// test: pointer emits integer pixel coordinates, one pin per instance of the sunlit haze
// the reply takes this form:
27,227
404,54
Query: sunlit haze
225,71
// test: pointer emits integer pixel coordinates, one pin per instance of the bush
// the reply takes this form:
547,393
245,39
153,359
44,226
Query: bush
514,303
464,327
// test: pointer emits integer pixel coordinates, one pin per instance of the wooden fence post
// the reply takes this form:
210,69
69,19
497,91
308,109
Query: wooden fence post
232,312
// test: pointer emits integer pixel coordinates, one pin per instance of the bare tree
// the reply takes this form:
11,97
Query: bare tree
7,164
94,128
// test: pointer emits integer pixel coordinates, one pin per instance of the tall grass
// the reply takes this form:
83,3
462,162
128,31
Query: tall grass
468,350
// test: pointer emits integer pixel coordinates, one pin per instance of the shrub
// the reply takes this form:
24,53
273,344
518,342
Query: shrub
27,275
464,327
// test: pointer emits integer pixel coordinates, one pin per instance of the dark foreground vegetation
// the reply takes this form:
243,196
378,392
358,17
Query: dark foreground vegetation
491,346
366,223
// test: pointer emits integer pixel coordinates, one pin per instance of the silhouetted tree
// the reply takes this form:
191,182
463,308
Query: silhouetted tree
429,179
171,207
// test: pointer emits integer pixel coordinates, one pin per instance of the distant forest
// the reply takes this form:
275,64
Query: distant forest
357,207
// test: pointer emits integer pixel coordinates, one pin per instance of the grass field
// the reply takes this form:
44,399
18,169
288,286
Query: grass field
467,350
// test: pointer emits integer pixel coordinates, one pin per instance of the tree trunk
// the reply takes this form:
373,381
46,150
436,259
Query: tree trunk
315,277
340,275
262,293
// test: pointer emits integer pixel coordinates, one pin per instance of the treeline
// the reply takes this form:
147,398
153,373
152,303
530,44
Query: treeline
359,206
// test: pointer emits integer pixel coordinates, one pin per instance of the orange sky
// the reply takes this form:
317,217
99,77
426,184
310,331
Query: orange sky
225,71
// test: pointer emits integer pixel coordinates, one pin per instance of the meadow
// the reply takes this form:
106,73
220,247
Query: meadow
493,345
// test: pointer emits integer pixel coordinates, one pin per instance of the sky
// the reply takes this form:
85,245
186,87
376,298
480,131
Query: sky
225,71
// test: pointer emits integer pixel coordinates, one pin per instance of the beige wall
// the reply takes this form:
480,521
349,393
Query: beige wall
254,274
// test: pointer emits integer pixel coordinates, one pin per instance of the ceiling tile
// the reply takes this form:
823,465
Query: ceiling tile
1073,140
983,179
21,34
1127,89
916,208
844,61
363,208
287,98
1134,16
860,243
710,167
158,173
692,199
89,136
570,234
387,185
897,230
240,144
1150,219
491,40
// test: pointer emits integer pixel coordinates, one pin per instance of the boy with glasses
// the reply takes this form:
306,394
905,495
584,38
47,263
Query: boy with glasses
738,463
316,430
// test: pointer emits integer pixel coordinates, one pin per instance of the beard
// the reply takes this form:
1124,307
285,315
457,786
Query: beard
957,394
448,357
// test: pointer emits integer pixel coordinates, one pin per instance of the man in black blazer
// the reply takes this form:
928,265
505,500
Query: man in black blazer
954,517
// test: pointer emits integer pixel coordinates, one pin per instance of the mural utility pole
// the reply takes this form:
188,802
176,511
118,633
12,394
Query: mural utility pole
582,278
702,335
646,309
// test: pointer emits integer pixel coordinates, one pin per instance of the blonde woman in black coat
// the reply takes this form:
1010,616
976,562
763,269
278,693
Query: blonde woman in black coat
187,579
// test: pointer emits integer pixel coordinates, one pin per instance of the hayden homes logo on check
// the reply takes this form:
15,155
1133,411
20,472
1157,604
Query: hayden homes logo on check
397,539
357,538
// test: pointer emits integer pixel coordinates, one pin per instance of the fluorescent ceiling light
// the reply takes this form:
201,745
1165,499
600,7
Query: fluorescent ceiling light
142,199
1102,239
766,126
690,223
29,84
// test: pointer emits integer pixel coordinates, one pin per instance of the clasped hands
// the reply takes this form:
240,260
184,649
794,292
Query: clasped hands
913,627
--------
Exercise goal: Please write the data above out again, exactly the same.

Exercise response:
// test: pointer emits integer pixel coordinates, one pin per instance of the sunlit haze
// the reply takes this form:
27,227
404,54
Query: sunlit haze
225,71
// test: pointer emits integer pixel coordinates, one pin per instance of the bush
// the reply takes this form:
547,393
245,39
153,359
44,226
Query: bush
514,303
464,327
// test: pointer emits integer pixel coordinates, one pin per instance of the wooden fence post
// the reply takes this form:
210,69
69,19
497,91
308,109
Query: wooden fence post
232,312
// test: pointer emits integer pixel coordinates, one pin per instance of the bare tree
// the reply takes this form:
11,97
Query: bare tree
7,164
94,128
// test: pointer emits integer pixel coordinates, one pin per instance of the tall grass
// the reply takes this form:
83,3
462,162
128,31
Query: tall grass
468,350
// test: pointer emits integer pixel coordinates, one pin per instance of the shrub
// the reply takes this form:
24,53
273,344
518,342
Query: shrub
27,275
464,327
// test: pointer emits integer pixel coordinates, one pin per instance of the dark foreground vegetation
// the reply takes this form:
243,196
378,392
358,17
Query: dark foreground vegetation
491,346
366,223
// test: pointer emits integer pixel coordinates, one pin per instance of the silhouetted tree
// the reply takes this form:
191,182
463,308
Query: silhouetted tree
429,179
171,207
// test: pointer emits integer pixel coordinates, one pin per instance of the distant forest
// the reply takes this form:
275,64
Query: distant forest
357,207
// test: pointer emits integer pixel coordinates, one pin per instance of the grass field
// the reply takes this form:
44,399
18,169
288,286
Query: grass field
467,350
// test: pointer emits integer pixel coordinates, one pin per instance of the tree trunk
// the reply takes this form:
373,381
46,150
436,259
Query: tree trunk
315,277
340,275
262,293
// test: pointer emits integer pixel coordinates, one pin per instance of the treeline
// the reply takes this form:
147,398
153,373
152,303
530,44
Query: treeline
359,206
// test: pointer emits integer pixel coordinates, one pin per instance of the orange sky
// the reply takes this form:
317,217
99,77
426,184
310,331
Query: orange sky
225,71
// test: pointer emits integer pixel coordinates, one pin per instance of the meadow
// the reply takes this form:
106,73
220,247
Query: meadow
493,345
// test: pointer emits integer pixel coordinates, one pin per instance of the sky
// the reply takes this form:
85,245
186,87
376,298
480,131
Query: sky
225,71
// test: pointer emits integer pixel coordinates, one pin per instance of the beige wall
// the reply takes this form:
480,521
349,393
Query: beige wall
254,274
// test: pointer emits integer pixel coordinates, one pin per instance of the ceiling tile
// the reply takes this form:
823,465
Query: ceiling tile
1073,140
983,179
21,34
1127,89
916,208
844,61
363,208
287,98
1134,16
860,243
710,167
158,173
692,199
89,136
570,234
387,185
897,230
240,144
1150,219
491,40
// test: pointer emits integer pixel coordinates, one pin per instance of the boy with glasses
// the reply takes this form:
306,394
905,495
584,38
47,263
Query: boy with glasses
738,463
316,430
// test: pointer emits integer pixel coordinates, one pin per instance of the beard
// the reply takes this form:
1124,307
285,315
457,786
Query: beard
957,394
448,357
// test: pointer emits integer pixel coordinates, one pin per instance of the man in black blazer
// the reply takes this form:
928,265
505,500
Query: man in black blazer
954,517
// test: pointer emits integer pixel coordinates, one pin per instance of the mural utility pole
// the reply takes this form:
188,802
176,511
118,633
12,394
Query: mural utility pole
582,278
702,335
646,309
// test: pointer emits integer pixel coordinates, one pin per instance of the blonde woman in black coat
// the reply takes this form:
1010,616
976,562
763,269
278,693
Query: blonde woman in black coat
187,579
// test: pointer emits integer pixel coordinates, one pin per instance of the hayden homes logo on check
// the reply takes this form:
15,155
1133,411
20,472
1157,604
Query: hayden homes logo on check
397,539
357,538
// test: pointer emits integer pixel coordinates, one pin per instance of the fluorescent ceiling light
// the reply takes this form:
201,745
1165,499
600,7
Query: fluorescent ceiling light
142,199
1102,239
766,126
690,223
29,84
// test: pointer emits integer pixel coordinates, one pin per instance of the clasped hands
// the reply takes this form:
240,260
184,649
794,292
Query: clasped hands
913,627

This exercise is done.